:: 読解用抜粋

2011年05月01日

博多鋏(’11年4月、5.5寸2日目)

さて、前回、コチラ↓で紹介した
http://uinversal.seesaa.net/article/196334841.html
5.5寸鋏製作の続き、
2日目の工程紹介ですな。

2日目は細かく言うと
「生研ぎ(ナマトギ)」

「目釘穴あけ(メクギ)」

「菱打ち(ヒシウチ)」

「焼入れ(ヤキイレ)」

「焼戻し(ヤキモドシ)」
までだろうなあ。

と、その前に下の写真。
これ、師匠んちの作業場です。
10429-1.JPG 10429-2.JPG
工房というより、工場ですな。
僕はこの場所が
大好きなんですよねえ。
ここに漂うコークスの臭いを嗅ぐと
なんかワクワクしてくるんです。

で、さらに下の写真。
これが「火床(ホド)」といいます。
10429-3.JPG
ここから全てが始まる。いわば
鍛冶屋の子宮ともいえる場所ですな。
耐熱レンガで囲まれた窪みに
コークスが積まれております。
この下の横のほうから
風を送る鉄管が埋められており、
(この管を「羽口(ハグチ)」という)
さらに送風機も埋められております。
で、モーターで風を送りながら
このコークスを赤く
燃え上がらせるわけですな。

昔はこの送風機を
モーターではなく手動で動かした
フイゴという道具を使っていました。
で、このフイゴという道具を鍛冶屋は
象徴的かつ神聖な物として
崇め奉っているのです。
と、フイゴについては
話が長くなるので、
本日の道具紹介はこれぐらいにして。

続いて本日の作業紹介。
メインイベントはこの火床にて
行われる「焼入れ」の作業です。
まずコークスに火を入れ、
鉄の瓶に入った鉛を溶かします。
10429-4.JPG
このなかに「生研ぎ(ナマトギ)」

::::
:: 提供データ

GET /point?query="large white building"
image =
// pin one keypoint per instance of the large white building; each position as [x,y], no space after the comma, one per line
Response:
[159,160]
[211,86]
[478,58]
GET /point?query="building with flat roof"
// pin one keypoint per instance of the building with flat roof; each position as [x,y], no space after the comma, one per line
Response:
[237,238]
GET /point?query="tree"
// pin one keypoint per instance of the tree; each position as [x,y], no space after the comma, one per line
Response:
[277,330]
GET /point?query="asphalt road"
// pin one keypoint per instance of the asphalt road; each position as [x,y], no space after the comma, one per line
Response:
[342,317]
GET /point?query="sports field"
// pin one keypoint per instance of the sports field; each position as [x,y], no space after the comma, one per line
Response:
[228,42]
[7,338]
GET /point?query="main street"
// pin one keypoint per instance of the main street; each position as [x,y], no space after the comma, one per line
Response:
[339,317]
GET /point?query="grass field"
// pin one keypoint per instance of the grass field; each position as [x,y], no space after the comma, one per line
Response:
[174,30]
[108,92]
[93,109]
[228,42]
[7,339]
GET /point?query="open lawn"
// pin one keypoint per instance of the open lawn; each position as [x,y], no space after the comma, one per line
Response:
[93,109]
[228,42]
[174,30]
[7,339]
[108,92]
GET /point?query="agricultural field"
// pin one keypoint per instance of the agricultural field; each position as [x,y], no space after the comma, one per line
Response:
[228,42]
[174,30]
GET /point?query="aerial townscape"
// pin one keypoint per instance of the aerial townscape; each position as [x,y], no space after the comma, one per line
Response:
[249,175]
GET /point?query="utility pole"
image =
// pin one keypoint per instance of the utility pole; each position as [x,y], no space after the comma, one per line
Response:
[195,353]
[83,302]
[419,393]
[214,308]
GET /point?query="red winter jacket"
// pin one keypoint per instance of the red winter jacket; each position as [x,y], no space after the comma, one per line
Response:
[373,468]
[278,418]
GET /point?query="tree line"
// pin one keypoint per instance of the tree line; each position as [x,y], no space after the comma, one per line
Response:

::::

● 記述課題: 博多鋏づくりの文章のうち、「で、モーターで風を送りながら」から始まり「本日の道具紹介はこれぐらいにして。」で終わる部分を一字も変えずに書き写せ。

● 以下に回答:
で、モーターで風を送りながら
このコークスを赤く
燃え上がらせるわけですな。

昔はこの送風機を
モーターではなく手動で動かした
フイゴという道具を使っていました。
で、このフイゴという道具を鍛冶屋は
象徴的かつ神聖な物として
崇め奉っているのです。
と、フイゴについては
話が長くなるので、
本日の道具紹介はこれぐらいにして。